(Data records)
|---|
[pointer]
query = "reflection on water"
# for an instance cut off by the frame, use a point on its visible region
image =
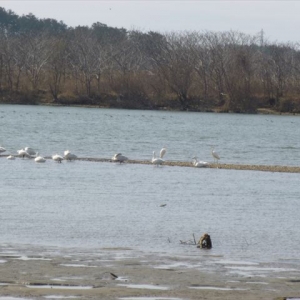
(251, 216)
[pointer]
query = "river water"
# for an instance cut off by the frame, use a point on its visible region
(251, 216)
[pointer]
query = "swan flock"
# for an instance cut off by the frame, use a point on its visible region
(28, 152)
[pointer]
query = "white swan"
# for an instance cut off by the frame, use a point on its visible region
(199, 164)
(40, 159)
(30, 151)
(69, 156)
(2, 149)
(57, 158)
(156, 160)
(119, 158)
(22, 153)
(215, 155)
(162, 152)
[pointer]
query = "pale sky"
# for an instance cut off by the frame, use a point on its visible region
(280, 20)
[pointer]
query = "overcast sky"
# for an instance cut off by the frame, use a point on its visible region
(280, 20)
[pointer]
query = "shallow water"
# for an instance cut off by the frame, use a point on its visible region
(251, 216)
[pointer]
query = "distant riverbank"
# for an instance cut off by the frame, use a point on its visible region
(264, 168)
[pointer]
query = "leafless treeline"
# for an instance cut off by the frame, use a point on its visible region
(185, 70)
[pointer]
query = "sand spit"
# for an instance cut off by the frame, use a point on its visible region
(265, 168)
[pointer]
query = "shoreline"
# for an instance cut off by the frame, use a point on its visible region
(264, 168)
(122, 273)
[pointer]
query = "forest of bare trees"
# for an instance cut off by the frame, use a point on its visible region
(44, 61)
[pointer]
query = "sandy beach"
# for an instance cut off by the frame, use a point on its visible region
(264, 168)
(117, 273)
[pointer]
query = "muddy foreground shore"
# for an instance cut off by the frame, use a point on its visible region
(45, 273)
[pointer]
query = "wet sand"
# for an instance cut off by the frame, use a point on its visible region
(265, 168)
(127, 274)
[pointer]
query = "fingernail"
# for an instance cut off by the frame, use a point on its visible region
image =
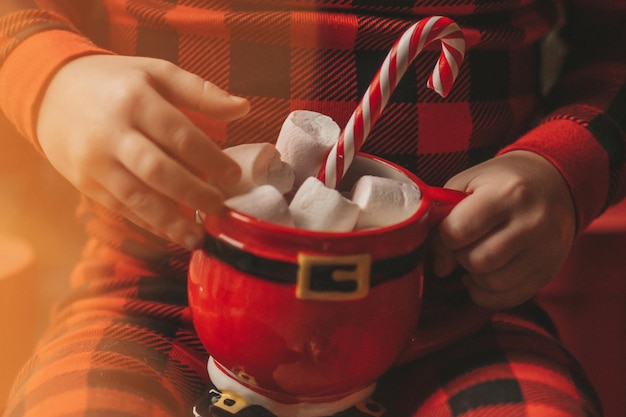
(238, 99)
(231, 175)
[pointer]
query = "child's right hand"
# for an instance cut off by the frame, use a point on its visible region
(110, 125)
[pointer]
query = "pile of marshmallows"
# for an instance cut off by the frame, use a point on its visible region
(279, 184)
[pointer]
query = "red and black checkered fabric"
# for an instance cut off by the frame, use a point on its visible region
(121, 343)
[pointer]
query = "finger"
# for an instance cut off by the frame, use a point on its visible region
(158, 171)
(157, 213)
(507, 287)
(500, 300)
(495, 250)
(443, 259)
(472, 219)
(174, 132)
(192, 92)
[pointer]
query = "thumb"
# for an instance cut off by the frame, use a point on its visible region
(189, 91)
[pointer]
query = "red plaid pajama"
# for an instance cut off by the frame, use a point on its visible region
(122, 344)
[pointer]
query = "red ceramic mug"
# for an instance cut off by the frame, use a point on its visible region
(300, 320)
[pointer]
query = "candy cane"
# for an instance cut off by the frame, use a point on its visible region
(403, 52)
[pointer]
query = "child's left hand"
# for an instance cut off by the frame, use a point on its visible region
(513, 231)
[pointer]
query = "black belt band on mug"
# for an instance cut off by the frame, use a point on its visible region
(381, 270)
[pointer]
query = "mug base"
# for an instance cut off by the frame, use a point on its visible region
(235, 396)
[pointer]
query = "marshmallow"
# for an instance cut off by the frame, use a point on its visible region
(264, 202)
(316, 207)
(384, 201)
(305, 140)
(260, 164)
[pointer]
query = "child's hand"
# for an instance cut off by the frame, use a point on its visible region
(512, 232)
(111, 126)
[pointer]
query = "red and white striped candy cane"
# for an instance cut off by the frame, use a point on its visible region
(403, 52)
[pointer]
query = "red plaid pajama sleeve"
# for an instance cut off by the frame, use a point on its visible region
(121, 342)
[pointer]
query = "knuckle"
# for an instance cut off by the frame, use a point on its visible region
(150, 168)
(180, 139)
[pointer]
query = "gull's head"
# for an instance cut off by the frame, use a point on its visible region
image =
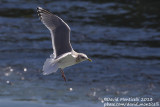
(82, 57)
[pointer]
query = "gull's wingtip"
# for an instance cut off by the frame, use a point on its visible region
(39, 8)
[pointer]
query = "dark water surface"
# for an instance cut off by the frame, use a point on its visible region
(121, 37)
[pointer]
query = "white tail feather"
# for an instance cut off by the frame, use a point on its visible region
(50, 66)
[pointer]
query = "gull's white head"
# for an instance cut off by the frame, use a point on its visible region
(82, 57)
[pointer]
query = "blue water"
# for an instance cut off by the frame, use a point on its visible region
(121, 37)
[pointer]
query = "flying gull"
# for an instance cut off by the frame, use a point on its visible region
(63, 54)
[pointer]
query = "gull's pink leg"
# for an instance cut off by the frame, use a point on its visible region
(63, 76)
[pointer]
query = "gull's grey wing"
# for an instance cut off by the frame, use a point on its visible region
(60, 31)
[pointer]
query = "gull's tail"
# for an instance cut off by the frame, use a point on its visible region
(50, 66)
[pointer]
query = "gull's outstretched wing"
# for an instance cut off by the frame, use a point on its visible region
(60, 31)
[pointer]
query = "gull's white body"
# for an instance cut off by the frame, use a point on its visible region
(63, 54)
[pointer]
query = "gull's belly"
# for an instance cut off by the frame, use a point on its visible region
(67, 61)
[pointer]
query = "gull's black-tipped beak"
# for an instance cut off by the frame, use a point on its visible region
(89, 60)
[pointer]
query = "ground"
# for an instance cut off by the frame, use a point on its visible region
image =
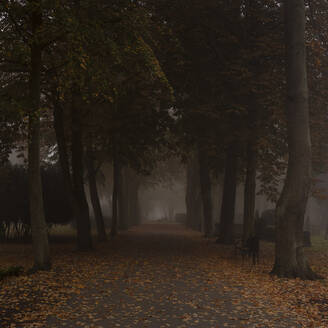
(159, 276)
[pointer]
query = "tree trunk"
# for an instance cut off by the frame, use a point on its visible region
(63, 155)
(290, 260)
(193, 195)
(123, 200)
(133, 194)
(38, 222)
(101, 231)
(250, 191)
(116, 182)
(84, 239)
(205, 186)
(226, 233)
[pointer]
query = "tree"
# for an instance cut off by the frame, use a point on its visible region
(38, 223)
(290, 260)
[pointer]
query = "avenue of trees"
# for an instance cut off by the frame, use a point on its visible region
(234, 89)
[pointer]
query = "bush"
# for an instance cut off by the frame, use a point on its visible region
(14, 214)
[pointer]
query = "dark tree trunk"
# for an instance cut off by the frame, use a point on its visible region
(84, 239)
(250, 191)
(63, 155)
(123, 200)
(101, 231)
(193, 195)
(135, 205)
(226, 231)
(38, 222)
(116, 182)
(205, 186)
(290, 260)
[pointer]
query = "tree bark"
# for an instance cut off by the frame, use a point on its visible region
(63, 155)
(290, 260)
(38, 222)
(101, 231)
(205, 186)
(116, 182)
(84, 239)
(250, 191)
(193, 195)
(123, 200)
(226, 230)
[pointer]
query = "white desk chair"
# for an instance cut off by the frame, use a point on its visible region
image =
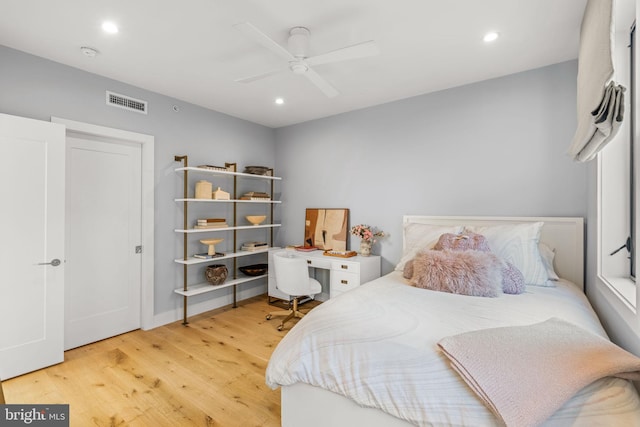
(292, 277)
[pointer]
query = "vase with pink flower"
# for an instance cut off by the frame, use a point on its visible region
(367, 235)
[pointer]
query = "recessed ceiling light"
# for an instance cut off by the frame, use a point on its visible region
(492, 36)
(109, 27)
(88, 51)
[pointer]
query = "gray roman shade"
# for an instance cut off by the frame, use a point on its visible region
(600, 100)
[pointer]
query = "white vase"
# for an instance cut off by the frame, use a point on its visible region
(365, 247)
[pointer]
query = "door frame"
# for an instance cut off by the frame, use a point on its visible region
(147, 215)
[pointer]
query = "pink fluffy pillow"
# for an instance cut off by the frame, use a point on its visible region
(472, 273)
(462, 242)
(512, 278)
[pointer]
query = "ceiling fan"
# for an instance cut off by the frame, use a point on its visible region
(297, 55)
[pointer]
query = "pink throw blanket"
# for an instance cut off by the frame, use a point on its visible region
(523, 374)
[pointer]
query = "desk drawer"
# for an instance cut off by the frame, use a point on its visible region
(351, 267)
(319, 263)
(343, 282)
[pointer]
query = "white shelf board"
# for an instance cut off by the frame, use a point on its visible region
(203, 288)
(219, 172)
(226, 201)
(239, 227)
(191, 260)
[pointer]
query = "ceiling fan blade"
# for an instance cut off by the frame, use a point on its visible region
(359, 50)
(252, 32)
(259, 76)
(321, 83)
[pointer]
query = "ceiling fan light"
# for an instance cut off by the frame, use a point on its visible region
(109, 27)
(491, 36)
(299, 67)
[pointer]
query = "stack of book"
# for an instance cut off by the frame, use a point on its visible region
(214, 168)
(254, 246)
(205, 255)
(211, 223)
(255, 195)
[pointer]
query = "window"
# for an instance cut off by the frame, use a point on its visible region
(616, 185)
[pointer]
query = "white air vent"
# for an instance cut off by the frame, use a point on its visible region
(126, 102)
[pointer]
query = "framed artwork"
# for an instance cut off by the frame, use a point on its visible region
(326, 228)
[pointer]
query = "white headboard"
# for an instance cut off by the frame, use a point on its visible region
(562, 234)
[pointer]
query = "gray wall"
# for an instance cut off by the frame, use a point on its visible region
(492, 148)
(37, 88)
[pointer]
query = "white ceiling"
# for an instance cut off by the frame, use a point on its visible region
(189, 50)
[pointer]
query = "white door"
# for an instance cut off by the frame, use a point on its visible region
(32, 244)
(103, 287)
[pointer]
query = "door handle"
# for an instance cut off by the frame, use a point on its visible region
(54, 262)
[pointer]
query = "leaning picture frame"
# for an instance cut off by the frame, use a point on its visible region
(326, 228)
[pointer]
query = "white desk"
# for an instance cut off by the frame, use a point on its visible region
(344, 273)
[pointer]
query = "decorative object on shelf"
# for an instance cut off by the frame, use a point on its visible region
(214, 168)
(256, 219)
(211, 243)
(254, 270)
(205, 255)
(216, 274)
(203, 189)
(368, 235)
(258, 170)
(326, 228)
(254, 246)
(305, 248)
(255, 195)
(365, 247)
(219, 194)
(211, 223)
(227, 177)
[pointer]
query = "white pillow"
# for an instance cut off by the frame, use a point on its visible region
(518, 244)
(417, 237)
(548, 255)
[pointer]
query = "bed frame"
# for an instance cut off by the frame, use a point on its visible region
(303, 404)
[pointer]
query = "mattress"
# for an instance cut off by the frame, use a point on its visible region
(377, 345)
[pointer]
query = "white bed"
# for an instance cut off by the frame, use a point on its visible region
(378, 346)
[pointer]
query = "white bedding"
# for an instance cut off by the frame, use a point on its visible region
(377, 346)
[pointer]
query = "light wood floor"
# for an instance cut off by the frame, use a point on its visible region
(210, 373)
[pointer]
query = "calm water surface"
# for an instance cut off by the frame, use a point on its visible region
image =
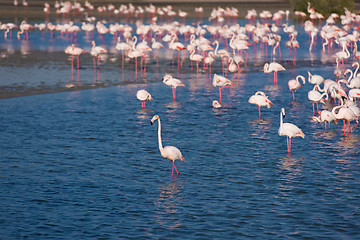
(86, 165)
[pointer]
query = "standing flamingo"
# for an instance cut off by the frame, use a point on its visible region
(74, 51)
(196, 58)
(346, 114)
(316, 97)
(289, 130)
(294, 84)
(95, 53)
(172, 82)
(221, 82)
(325, 116)
(143, 96)
(273, 67)
(216, 104)
(315, 79)
(156, 45)
(260, 99)
(168, 152)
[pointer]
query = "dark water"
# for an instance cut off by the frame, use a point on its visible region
(86, 165)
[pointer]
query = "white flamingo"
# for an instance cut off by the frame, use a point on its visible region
(143, 96)
(172, 82)
(289, 130)
(273, 67)
(260, 99)
(168, 152)
(294, 84)
(221, 82)
(325, 116)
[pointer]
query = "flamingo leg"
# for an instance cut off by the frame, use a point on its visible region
(177, 173)
(220, 93)
(174, 94)
(94, 71)
(317, 106)
(78, 70)
(72, 69)
(289, 150)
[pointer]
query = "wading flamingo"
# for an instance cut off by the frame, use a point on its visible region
(273, 67)
(260, 99)
(346, 114)
(172, 82)
(289, 130)
(74, 51)
(221, 82)
(294, 84)
(143, 96)
(325, 116)
(95, 53)
(168, 152)
(216, 104)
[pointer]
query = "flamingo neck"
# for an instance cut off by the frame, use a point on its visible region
(217, 46)
(159, 136)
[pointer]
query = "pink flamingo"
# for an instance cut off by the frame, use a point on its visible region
(74, 51)
(294, 84)
(289, 130)
(273, 67)
(169, 152)
(196, 58)
(260, 99)
(221, 82)
(143, 96)
(95, 53)
(172, 82)
(325, 116)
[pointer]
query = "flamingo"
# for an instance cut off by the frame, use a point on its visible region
(168, 152)
(289, 130)
(196, 58)
(315, 79)
(342, 54)
(95, 53)
(74, 51)
(172, 82)
(316, 97)
(221, 82)
(121, 46)
(216, 104)
(260, 99)
(273, 67)
(156, 45)
(294, 84)
(354, 94)
(346, 114)
(143, 96)
(325, 116)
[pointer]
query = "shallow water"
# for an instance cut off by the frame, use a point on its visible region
(85, 164)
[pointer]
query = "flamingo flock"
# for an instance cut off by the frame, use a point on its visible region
(221, 41)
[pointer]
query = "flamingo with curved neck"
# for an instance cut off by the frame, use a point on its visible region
(168, 152)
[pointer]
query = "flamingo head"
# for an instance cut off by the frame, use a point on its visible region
(283, 112)
(269, 103)
(149, 98)
(156, 117)
(302, 79)
(166, 78)
(216, 104)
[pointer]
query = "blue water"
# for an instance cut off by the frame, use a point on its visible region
(85, 164)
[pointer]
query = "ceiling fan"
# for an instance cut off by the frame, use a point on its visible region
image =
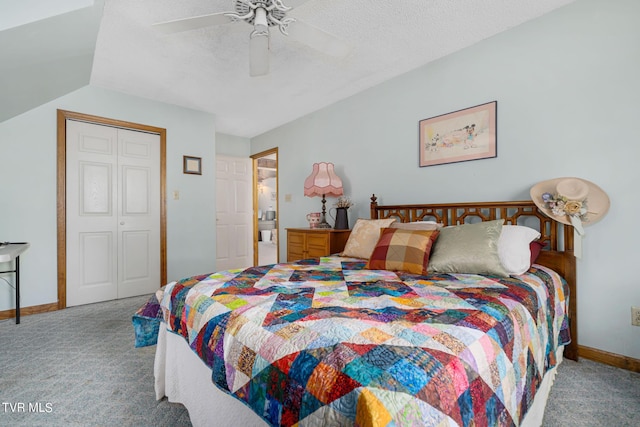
|---|
**Objective:**
Please return each line of the records above that contains the word "water".

**Response:**
query = "reflection on water"
query = "river water"
query = "shallow water"
query = "dark water surface"
query = "blue water"
query = "calm water surface"
query = "dark water"
query = "shallow water"
query = "blue water"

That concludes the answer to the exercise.